Document segment Block Start
Let me add my particular concerns here-- this is a rapidly developing situation which is turning basic-research-factories (universities) into a more-- well, "corporate" model, I suppose.

Complete with non-disclosure and need-to-know being front and center, which kills ad hoc collaboration and open sharing of preliminary research and hypotheses.

What has made universities such great incubators of basic (as opposed to applied) research (though, of course this is the jetstream that applied research and patentable discoveries rides upon) is that openness.

If you're concerned about getting scooped, you're more likely to keep your mouth shut-- ESPECIALLY among people who are likely competitors.

The problem is that science is not (and really-- has never been) mostly conducted in a vacuum that way. Your in-field competitors are the ones most likely to be able to elevate your nascent idea into something truly great.

But this unseemly scrabbling for intellectual property is just-- killing that.

Publish first, yes, that has been a thing for a while, and everyone in science has seen firsthand how some things get ignored in favor of stuff which is largely "captain obvious" material, but eminently publication-worthy. Or how researchers fail to seek expert input that they probably could really use, but won't get because they are small fish, and giving a whiff of what you're up to to one of the BIG fish (well-funded labs that have armies of post-docs running a well-oiled, 24-7 science machine like the Borg)... you're going to get scooped before your two undergraduates have a chance to spend the next year on it.
Document segment Block End
Recorded information Block Start
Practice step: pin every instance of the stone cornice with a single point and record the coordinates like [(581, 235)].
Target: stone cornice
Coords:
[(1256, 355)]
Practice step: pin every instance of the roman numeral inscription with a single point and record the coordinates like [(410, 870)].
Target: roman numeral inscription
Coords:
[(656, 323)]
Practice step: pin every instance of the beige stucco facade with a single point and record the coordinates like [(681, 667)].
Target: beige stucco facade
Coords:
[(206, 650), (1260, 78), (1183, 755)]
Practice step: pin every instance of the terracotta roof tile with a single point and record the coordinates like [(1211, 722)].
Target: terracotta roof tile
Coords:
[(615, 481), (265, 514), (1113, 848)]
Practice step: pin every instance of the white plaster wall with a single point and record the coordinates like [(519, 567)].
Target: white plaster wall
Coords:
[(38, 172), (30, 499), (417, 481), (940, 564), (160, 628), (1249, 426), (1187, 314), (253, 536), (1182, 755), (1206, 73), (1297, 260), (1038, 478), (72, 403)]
Recorded information Block End
Recorded information Block Start
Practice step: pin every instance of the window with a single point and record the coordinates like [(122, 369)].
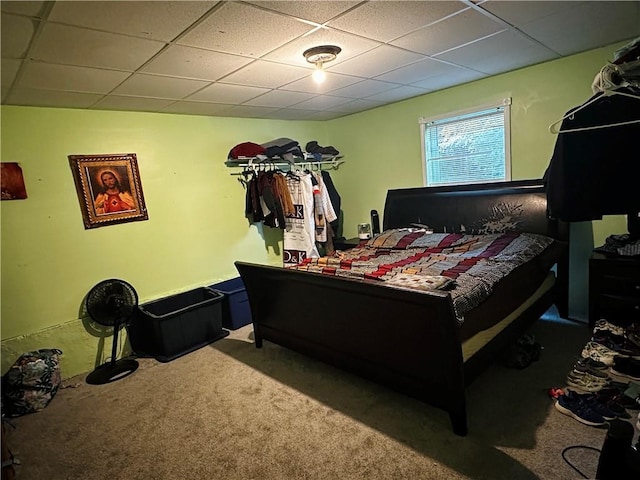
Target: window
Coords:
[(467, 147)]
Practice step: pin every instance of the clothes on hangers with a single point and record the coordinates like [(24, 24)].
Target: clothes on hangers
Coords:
Recorded information Block End
**Your objective:** Could you pick up the comment on secrecy and competition in university research and continue it from where it stops? These rows have no connection to the text about university research.

**Exercise output:**
The patent thing is accelerating a lot of trends that pushing publications so hard had already been doing.



Ultimately, we should probably all be quite concerned about what will happen when nobody is much interested in doing long-shot basic research anymore. And that day is very definitely coming.

It's already the case in pharma research. It's all about the intellectual property, and cost-profit ratios now. Marginal discoveries that are really transformations of extant intellectual property are the name of the game.

There are some areas of basic research that are going begging because they are too long a shot for corporate pharma to fund, and now universities and granting agencies don't want those projects either. So who is going to fund research that yields new classes of antibiotics, hmm?







Schrödinger's cat walks into a bar. And doesn't.